Business leaders deploying zero-trust approach to cyber threats

13 July 2022 4 min. read

Cyber criminals are increasingly coordinating attacks alongside major news events; with recent travel chaos, Covid-19, and the cost of living crisis all being used to gain access to data and infrastructure. AJ Thompson, CCO of IT professional services firm Northdoor, explains how organisations can deploy zero-trust strategies to better prepare for these pressures.

Cyber criminals are always looking for new ways to gain access to sensitive data and a company’s infrastructure. For a number of years, they had been targeting users as the weakest link in a company’s security structure. This has increased as more employees are working at home or in a hybrid role. The fact that there has been such an increase in the level of sophistication in cyber-attacks means that cyber criminals tend to be at least one step ahead of an organisations’ passive cyber defences.

AJ Thompson, Chief Commercial Officer, Northdoor

Impact of hybrid working

With cyber-attacks increasing in number and sophistication companies have to better manage employees and devices. Alongside employees now regularly working outside of the corporate security network, they are also suffering from security fatigue.

For example, many companies have a policy where employees are warned every time an email comes in from outside of the company. This tends to lead to users ignoring such warnings and opening emails without the necessary contemplation about the possible risk. This risk is exacerbated by the fact that so many are now working in remote or hybrid roles, outside of the corporate network.

Cyber criminals have seen an opportunity with this new trend and are now looking at ways to take further advantage.

Major event attacks

So, with organisations and employees at more risk than ever before there has to be real awareness of what the latest threats look like.

One tactic increasingly used are attacks coinciding with major events. The last five years has seen cyber criminals taking advantage of the uncertainty, fear and need to resolve issues that are associated with major events.

For example, most recently we saw TUI customers targeted by cyber criminals, taking advantage of the chaos caused by flights being cancelled across the UK and Europe. In amongst the confusion and determination of passengers to secure some form of compensation, criminals were quickly sending out links and messages encouraging users to click on links to start the compensation process.

EXERCISE OBJECTIVE:
Please continue the article above on zero-trust defenses against cyber threats, starting after its last sentence.

DATA LISTING:
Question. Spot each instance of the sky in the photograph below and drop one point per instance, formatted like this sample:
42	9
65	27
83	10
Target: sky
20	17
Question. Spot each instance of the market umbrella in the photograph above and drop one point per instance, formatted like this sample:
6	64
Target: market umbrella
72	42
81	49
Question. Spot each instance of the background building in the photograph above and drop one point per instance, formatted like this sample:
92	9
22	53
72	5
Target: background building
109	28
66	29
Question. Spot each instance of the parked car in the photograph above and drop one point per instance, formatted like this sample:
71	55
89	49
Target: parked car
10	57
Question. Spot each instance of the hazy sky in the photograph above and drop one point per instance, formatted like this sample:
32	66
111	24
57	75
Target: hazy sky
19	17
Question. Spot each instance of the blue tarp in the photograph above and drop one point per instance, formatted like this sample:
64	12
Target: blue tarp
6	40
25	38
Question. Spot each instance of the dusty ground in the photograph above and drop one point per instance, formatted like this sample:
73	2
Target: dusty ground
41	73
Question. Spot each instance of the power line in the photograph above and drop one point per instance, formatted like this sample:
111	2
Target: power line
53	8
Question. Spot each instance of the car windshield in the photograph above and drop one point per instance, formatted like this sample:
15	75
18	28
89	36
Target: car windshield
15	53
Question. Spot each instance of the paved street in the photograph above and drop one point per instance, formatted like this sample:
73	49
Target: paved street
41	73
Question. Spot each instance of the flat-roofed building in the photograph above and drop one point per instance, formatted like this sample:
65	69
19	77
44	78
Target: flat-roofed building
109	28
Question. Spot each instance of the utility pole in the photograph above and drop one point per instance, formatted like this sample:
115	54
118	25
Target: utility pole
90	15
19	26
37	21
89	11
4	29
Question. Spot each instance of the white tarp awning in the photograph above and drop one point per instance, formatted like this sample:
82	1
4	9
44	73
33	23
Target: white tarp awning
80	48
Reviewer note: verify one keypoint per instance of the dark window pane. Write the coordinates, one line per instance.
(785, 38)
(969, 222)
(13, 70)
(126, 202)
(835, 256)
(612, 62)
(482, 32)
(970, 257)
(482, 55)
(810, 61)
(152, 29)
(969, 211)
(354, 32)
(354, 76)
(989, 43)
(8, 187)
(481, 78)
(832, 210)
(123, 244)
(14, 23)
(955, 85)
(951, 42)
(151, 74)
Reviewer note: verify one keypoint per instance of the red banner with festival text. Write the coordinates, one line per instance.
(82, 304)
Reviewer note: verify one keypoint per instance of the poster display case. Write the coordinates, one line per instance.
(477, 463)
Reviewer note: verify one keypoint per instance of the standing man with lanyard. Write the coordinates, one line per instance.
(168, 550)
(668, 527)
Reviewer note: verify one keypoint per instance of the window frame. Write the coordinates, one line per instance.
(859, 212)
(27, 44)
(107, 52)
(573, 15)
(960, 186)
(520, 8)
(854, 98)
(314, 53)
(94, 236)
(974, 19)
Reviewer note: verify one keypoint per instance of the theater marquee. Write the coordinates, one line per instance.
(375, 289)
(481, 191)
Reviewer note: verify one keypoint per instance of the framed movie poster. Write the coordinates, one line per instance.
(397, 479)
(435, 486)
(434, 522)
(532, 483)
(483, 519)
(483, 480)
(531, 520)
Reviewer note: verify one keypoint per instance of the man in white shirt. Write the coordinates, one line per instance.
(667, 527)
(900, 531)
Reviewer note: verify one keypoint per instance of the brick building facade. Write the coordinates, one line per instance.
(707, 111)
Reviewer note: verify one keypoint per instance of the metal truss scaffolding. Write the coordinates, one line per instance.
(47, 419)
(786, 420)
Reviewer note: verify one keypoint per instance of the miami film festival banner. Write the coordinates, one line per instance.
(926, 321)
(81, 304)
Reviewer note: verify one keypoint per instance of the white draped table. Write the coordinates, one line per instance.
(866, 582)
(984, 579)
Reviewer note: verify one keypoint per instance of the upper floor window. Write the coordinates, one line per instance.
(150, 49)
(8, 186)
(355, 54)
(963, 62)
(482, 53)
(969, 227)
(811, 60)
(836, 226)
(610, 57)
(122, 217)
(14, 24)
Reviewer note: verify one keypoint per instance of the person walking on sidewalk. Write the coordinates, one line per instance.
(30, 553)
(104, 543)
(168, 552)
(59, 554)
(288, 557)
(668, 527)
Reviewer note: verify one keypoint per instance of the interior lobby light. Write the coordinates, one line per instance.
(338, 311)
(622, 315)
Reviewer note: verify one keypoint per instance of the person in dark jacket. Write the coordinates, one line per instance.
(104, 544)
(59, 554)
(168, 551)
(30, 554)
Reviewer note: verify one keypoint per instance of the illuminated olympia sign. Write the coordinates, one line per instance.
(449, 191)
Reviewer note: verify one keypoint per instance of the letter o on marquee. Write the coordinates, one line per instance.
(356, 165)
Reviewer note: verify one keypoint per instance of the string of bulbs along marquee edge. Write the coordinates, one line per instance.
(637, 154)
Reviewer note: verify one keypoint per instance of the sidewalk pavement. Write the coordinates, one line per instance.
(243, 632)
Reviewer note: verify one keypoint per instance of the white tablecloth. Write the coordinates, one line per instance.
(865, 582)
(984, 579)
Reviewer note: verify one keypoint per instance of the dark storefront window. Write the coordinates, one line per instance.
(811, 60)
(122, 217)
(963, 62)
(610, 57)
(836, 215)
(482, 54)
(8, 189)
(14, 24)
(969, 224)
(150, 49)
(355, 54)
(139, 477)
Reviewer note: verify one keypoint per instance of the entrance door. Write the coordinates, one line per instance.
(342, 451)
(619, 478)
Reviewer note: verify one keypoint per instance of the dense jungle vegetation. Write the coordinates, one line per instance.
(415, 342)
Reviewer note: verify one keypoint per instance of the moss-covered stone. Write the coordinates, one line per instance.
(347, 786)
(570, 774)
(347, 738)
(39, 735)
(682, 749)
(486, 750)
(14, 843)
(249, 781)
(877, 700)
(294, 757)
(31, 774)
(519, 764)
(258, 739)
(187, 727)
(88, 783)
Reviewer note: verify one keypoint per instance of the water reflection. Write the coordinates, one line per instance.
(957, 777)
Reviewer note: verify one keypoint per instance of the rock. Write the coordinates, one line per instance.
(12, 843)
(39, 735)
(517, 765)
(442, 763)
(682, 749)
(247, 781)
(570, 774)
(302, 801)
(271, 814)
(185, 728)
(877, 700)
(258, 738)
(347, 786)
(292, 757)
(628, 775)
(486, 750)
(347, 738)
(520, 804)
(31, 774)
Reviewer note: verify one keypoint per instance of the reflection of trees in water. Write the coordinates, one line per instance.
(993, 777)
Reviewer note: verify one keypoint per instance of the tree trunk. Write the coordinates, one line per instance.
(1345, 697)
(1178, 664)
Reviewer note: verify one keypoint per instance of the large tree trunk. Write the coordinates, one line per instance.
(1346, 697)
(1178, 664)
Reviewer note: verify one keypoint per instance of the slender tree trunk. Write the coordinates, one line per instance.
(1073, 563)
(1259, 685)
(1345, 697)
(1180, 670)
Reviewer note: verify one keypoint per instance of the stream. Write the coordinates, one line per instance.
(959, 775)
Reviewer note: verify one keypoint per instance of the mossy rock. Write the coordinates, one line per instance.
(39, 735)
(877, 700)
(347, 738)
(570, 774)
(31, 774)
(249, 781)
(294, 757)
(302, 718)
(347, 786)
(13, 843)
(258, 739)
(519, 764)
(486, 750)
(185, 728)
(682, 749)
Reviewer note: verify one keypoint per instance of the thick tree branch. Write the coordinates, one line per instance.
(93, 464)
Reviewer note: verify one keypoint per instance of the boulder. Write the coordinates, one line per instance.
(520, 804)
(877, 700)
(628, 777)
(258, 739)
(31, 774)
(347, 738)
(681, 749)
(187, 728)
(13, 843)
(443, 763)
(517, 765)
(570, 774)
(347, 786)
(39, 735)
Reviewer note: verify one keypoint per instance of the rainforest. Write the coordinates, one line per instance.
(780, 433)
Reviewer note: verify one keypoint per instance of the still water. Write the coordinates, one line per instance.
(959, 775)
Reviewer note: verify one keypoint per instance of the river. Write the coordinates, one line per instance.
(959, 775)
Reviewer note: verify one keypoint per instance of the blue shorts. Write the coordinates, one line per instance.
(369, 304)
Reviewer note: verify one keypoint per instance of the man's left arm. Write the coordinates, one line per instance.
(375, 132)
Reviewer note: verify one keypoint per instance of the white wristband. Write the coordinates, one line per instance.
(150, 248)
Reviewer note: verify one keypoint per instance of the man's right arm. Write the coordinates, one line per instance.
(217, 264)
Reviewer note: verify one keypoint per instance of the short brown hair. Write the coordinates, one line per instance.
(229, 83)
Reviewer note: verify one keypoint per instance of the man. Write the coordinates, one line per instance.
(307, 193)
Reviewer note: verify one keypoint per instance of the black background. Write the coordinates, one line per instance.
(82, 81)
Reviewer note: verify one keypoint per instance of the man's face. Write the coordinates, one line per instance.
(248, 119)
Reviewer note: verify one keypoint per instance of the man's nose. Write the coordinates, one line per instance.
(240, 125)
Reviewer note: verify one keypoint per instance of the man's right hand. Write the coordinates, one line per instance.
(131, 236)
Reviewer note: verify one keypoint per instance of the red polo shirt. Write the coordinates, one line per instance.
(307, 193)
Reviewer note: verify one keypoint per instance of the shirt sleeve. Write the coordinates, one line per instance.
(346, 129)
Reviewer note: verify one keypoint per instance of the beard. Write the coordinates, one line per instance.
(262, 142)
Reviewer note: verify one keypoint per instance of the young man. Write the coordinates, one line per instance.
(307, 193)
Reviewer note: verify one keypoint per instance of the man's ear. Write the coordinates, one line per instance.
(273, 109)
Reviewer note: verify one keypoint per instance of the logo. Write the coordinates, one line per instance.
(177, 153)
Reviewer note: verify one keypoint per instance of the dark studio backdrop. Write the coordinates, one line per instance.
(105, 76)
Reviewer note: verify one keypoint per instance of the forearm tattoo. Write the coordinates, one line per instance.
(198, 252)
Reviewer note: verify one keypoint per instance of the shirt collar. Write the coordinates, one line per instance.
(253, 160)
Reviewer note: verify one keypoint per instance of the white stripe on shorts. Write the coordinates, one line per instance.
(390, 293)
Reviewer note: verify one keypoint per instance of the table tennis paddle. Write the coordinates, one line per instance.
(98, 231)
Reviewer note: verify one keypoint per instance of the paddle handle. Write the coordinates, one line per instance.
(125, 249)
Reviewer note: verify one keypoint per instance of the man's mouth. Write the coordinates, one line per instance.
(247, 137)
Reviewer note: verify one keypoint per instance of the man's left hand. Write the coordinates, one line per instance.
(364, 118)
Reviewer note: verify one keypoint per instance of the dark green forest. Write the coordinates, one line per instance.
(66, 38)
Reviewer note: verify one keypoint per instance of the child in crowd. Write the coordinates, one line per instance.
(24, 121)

ANSWER SECTION:
These links were actually malicious and had the potential to add malware on to devices and give criminals the ability to steal personal and corporate information.

One of the most callous examples of cyber criminals taking advantage of major events is the increase efforts they made during the worst days of the pandemic. They targeted organisations in the front line of dealing with and finding a cure for COVID, with some stats showing that the education/research sector saw attacks rise by 75% and the healthcare sector rise by 71%.

Many of these attempted and all too often successful attacks were targeted at individuals in organisations. Not only did the number of attacks increase but also the level of sophistication. Indeed, a Deloitte report found that prior to the pandemic around 20% of cyberattacks used previously unseen malware or methods. During the pandemic however, this rose considerably to 35%.

Therefore, users were not only having to deal with a sudden increase in the number of attacks, but they were coming in new forms, perhaps not as easily identifiable as before.

This trend of taking advantage of major events is only likely to get worse over the coming months. The cost of living crisis is driving people to try and find solutions to their financial situation, of which cyber criminals are very keen to take advantage.

Zero trust approach securing the hybrid environment

With the likely threat of criminals taking advantage of events only increasing, it is going to be critical for companies to better manage their hybrid and remote teams outside of the corporate security environment.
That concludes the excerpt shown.